* Exercise prompt
Reproduce nothing but the lines from the one containing "Teacher note: have the class pick out the sidewalk" to the end of the records below, each exactly as written.

- - - - - - -

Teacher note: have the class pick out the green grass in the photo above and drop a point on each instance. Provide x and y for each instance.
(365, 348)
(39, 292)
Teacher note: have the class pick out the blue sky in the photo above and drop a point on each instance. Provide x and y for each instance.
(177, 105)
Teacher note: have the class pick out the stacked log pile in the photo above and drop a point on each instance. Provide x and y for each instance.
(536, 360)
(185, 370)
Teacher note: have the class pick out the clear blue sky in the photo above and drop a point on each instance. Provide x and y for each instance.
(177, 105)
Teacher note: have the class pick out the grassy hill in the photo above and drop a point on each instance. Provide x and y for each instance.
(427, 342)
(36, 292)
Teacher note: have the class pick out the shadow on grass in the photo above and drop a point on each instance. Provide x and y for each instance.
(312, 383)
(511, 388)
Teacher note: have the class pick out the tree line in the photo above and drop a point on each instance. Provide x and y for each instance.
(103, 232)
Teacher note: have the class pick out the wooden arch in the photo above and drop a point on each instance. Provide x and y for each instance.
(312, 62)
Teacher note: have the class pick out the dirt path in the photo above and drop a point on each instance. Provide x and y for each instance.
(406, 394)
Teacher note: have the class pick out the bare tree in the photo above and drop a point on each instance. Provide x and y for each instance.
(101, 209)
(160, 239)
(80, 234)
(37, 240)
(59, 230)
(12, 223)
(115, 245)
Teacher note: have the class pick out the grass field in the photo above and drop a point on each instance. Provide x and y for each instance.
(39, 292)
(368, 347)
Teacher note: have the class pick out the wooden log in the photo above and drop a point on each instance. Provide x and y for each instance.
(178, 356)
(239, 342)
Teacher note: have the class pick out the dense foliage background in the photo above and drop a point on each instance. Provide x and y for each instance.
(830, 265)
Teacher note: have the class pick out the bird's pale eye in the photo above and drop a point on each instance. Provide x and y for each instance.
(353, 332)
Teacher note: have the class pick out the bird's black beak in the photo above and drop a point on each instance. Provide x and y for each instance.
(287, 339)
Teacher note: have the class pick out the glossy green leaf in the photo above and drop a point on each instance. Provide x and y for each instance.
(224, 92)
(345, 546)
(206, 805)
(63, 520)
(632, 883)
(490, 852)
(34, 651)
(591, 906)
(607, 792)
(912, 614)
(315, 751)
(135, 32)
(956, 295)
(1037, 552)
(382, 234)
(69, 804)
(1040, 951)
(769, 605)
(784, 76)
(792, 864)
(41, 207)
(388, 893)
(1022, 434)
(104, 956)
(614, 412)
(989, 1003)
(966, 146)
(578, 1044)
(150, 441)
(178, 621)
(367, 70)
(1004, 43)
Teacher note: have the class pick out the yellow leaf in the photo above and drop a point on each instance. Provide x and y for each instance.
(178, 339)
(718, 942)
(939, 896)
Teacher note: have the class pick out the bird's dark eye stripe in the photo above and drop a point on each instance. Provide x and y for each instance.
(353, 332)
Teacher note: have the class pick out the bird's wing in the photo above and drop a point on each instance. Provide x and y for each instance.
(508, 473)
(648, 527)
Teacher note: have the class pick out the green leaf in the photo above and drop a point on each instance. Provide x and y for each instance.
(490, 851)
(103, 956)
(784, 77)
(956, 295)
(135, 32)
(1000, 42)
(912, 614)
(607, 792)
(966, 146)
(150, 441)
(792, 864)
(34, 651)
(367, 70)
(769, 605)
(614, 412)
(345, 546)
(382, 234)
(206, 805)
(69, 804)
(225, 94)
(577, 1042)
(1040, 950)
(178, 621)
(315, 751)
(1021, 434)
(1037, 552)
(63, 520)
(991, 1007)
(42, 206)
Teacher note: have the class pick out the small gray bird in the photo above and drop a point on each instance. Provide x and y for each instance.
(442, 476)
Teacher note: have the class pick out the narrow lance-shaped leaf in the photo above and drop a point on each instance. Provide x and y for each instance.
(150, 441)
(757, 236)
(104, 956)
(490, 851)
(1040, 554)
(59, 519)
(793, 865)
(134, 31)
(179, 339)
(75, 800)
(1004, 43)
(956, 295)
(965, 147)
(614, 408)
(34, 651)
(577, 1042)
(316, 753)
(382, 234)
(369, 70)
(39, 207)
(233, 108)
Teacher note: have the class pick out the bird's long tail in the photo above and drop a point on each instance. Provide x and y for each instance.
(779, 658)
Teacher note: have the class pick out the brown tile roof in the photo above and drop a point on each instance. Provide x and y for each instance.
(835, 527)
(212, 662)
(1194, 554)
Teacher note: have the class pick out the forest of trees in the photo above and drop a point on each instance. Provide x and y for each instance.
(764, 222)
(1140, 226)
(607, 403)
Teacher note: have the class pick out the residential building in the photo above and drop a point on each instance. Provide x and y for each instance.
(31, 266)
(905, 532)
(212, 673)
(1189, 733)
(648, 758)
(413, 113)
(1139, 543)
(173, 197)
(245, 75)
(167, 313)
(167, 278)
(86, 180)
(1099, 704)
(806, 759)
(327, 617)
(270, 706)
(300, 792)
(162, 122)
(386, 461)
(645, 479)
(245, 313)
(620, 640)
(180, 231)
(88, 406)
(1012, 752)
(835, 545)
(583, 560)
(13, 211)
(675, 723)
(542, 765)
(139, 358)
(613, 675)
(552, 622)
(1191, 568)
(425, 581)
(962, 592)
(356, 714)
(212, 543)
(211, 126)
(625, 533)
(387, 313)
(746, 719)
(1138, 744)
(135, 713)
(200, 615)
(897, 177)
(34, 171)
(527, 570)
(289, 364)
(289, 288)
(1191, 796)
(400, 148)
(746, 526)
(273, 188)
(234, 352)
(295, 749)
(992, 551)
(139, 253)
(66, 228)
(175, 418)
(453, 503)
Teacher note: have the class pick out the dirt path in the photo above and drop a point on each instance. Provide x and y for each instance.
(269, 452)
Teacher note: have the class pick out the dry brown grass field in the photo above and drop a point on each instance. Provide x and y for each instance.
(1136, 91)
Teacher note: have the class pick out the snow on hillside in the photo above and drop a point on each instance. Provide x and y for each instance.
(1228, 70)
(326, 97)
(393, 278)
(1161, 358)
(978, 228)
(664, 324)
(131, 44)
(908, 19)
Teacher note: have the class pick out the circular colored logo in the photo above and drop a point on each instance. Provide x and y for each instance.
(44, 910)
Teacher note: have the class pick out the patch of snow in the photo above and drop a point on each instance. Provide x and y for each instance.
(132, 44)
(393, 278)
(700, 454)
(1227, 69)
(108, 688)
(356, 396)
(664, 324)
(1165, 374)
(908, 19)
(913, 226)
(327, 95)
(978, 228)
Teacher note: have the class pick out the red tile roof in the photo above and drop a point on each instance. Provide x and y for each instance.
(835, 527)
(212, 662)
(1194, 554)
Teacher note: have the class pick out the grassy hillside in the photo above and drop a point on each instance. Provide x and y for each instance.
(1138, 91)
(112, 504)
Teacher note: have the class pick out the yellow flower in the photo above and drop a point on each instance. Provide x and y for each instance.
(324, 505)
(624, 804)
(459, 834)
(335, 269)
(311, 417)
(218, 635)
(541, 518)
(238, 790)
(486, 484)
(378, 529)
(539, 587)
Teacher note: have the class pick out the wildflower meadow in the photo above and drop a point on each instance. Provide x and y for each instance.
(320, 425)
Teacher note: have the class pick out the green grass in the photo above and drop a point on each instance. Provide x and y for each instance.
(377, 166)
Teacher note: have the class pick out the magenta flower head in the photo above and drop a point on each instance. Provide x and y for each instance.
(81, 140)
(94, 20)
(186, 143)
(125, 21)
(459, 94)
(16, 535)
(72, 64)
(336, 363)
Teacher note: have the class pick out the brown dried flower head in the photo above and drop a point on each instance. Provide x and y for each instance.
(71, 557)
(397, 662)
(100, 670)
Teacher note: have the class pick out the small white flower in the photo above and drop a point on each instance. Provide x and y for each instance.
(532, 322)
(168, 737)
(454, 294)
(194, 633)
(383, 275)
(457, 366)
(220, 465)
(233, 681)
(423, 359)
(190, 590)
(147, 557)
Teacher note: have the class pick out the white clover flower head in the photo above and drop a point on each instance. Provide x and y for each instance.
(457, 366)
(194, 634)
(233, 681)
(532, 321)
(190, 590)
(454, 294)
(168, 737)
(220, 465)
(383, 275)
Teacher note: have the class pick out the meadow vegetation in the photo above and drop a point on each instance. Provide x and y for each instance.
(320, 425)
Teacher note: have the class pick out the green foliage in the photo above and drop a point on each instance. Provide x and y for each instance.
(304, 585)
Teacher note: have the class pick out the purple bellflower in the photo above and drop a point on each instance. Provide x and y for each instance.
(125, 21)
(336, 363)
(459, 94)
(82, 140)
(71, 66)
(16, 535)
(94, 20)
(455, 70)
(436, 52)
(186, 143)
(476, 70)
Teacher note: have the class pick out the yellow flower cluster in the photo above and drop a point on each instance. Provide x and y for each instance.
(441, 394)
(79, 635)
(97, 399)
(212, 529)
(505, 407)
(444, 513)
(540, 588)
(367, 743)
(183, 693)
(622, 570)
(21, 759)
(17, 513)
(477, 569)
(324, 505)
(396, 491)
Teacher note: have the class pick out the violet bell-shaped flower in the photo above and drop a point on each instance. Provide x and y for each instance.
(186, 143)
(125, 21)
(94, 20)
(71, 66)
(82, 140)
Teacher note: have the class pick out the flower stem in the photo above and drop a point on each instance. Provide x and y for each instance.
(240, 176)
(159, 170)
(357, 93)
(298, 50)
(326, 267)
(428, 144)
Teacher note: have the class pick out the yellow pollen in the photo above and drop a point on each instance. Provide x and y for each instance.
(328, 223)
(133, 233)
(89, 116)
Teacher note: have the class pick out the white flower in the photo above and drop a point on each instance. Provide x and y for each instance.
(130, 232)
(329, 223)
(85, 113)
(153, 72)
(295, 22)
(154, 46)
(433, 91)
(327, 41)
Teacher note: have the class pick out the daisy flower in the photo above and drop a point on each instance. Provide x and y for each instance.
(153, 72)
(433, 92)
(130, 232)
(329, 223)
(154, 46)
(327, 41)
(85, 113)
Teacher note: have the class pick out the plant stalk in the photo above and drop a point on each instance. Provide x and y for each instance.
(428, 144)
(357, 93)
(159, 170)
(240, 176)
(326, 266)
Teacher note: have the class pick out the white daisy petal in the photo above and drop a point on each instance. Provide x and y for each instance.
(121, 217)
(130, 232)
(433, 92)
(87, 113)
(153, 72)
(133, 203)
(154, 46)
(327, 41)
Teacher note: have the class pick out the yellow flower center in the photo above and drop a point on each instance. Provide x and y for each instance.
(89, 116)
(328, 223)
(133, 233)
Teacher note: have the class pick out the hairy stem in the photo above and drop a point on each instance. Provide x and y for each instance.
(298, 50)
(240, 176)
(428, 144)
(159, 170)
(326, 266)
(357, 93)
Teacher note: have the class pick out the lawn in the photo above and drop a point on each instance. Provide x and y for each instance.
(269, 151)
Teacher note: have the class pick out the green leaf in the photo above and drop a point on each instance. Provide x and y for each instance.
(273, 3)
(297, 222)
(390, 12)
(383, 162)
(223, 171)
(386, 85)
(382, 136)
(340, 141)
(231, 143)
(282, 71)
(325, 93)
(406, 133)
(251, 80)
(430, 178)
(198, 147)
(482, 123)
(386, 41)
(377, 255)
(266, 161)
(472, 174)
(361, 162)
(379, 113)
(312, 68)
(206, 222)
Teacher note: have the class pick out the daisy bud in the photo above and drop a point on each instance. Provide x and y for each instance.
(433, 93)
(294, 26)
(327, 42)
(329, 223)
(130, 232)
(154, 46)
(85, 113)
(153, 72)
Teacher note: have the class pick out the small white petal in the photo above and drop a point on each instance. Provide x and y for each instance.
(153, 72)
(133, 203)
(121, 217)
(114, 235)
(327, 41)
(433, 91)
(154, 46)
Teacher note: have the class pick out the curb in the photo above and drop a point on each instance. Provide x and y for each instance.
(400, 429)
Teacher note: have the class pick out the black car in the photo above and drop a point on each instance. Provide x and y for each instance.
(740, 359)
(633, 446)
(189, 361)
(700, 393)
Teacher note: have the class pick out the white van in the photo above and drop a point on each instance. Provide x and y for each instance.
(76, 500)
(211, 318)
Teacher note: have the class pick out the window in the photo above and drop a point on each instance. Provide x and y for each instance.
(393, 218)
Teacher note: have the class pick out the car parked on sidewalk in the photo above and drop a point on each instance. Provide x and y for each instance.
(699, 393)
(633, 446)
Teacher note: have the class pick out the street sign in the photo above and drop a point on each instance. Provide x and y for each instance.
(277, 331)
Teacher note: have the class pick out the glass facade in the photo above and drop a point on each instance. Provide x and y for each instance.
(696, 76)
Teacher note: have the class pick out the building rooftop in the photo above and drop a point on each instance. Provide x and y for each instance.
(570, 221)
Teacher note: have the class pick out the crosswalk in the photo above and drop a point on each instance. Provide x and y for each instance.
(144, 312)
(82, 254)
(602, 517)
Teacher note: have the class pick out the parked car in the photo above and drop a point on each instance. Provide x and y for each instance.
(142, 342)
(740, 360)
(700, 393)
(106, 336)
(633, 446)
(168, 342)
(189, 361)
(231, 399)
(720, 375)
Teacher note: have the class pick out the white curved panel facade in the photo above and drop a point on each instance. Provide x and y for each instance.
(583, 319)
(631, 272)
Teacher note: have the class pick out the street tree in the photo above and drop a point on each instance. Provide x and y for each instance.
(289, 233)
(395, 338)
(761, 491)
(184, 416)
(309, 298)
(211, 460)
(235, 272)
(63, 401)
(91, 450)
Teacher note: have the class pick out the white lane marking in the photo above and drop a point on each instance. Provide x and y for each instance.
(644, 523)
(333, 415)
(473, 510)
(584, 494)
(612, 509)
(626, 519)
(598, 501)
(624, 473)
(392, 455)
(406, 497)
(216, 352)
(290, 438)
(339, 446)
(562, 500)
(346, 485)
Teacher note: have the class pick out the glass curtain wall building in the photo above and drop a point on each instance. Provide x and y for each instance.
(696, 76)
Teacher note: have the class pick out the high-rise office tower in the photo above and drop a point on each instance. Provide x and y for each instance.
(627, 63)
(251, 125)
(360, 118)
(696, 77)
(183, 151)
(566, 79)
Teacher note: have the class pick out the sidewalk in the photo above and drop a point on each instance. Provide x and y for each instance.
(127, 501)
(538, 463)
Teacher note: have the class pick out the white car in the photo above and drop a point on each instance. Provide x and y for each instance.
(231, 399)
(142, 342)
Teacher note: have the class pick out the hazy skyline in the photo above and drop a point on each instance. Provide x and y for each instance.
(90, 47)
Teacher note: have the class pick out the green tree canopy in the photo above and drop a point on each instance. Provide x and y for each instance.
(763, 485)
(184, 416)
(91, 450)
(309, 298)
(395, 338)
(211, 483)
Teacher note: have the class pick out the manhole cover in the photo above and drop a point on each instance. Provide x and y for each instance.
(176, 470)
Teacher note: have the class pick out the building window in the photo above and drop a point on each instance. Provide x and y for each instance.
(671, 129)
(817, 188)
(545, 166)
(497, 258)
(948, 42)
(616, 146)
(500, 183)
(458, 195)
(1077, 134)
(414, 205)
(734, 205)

- - - - - - -

* Solution below
Teacher note: have the class pick out the sidewalk in the photo above and drop a point on each instance. Provide x and y for each instance.
(127, 501)
(538, 463)
Teacher note: have the class pick out the white car in the photo above and drop a point on each instance. Provide x and y for each instance.
(231, 399)
(142, 342)
Teacher note: have the class pick out the hazy skyline in the photo above and drop a point on each instance. Provide x and y for each instance.
(90, 47)
Teacher note: have the class pick out the green tree canopy in the photo above and drop a point on each instance. Provide x and y for each instance.
(763, 485)
(184, 416)
(91, 450)
(309, 298)
(395, 338)
(211, 483)
Teacher note: have the class pick out the manhole cover in the photo above and drop a point on each instance. Provide x and y for each instance.
(176, 470)
Teacher note: have the class pick out the building window in the photo above and drop a point on each instance. Provide x and y for each instance.
(671, 129)
(817, 188)
(545, 166)
(497, 258)
(948, 42)
(616, 146)
(500, 183)
(458, 195)
(1077, 134)
(414, 205)
(734, 205)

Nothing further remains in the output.